SHORT PROBLEM: Starting at the line that has "The user is looking at the brown" and ending after the line that has "[57,160,76,167]", rewrite those lines with "forehead" swapped for "brow" and everything else left as it is.

══ STORED DATA

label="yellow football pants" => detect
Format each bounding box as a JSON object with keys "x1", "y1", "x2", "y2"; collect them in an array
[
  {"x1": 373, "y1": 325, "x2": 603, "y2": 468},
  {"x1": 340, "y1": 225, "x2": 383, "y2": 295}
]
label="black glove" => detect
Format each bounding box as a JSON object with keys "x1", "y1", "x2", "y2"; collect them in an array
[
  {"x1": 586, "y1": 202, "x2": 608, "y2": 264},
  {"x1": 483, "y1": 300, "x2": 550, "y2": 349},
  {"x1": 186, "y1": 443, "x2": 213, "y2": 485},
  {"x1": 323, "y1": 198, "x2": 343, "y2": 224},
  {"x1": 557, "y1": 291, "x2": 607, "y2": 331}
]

════
══ STORED DATA

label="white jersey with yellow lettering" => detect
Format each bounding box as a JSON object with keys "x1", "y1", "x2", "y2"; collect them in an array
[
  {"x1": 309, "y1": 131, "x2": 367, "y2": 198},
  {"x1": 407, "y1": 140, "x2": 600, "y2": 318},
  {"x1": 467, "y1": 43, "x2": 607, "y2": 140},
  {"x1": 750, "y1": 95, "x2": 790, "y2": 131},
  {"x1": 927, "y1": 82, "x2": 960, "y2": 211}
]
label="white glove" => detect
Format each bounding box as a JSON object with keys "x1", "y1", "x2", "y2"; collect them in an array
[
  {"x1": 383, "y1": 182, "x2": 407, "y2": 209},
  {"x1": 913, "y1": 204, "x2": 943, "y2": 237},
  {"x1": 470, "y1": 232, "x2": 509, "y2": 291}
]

════
══ STORED DATA

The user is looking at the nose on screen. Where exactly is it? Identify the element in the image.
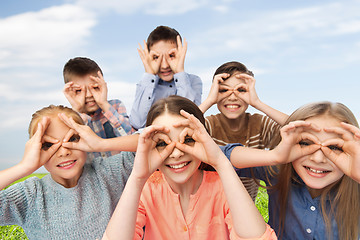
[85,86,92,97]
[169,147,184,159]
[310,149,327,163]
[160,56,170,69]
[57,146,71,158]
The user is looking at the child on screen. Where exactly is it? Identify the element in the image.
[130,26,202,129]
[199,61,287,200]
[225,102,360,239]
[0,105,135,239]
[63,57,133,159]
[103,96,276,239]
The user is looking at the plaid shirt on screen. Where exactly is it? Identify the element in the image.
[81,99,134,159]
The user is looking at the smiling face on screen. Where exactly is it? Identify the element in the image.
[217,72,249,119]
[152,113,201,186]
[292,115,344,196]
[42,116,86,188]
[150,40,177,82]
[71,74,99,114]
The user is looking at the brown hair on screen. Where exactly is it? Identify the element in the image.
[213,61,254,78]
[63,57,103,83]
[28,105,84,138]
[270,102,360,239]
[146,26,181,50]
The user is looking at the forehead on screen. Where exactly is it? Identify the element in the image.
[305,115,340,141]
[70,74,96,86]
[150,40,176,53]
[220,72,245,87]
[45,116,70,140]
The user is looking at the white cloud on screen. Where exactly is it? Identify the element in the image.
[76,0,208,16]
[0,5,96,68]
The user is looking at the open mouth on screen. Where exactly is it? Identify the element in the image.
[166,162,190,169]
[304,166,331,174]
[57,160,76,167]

════

RESULT FOR THIS EXERCISE:
The user is looking at the brown hair on screen. Where exactly is it? Identify the element in the image.
[213,61,254,78]
[63,57,103,83]
[28,105,84,138]
[270,102,360,239]
[146,26,181,50]
The user is looking at the brow on screen. Where exactly is it? Identify the element in the image.
[305,115,340,141]
[70,74,96,86]
[150,40,176,53]
[220,72,245,87]
[45,116,70,140]
The user is looking at the white cloud on screen. Where exactly is it? Identify the element in the image.
[76,0,208,16]
[0,5,96,68]
The user is looking at the open mouth on screen. Where exactly is it? Identify the element in the image.
[166,162,190,169]
[304,166,331,174]
[57,160,76,167]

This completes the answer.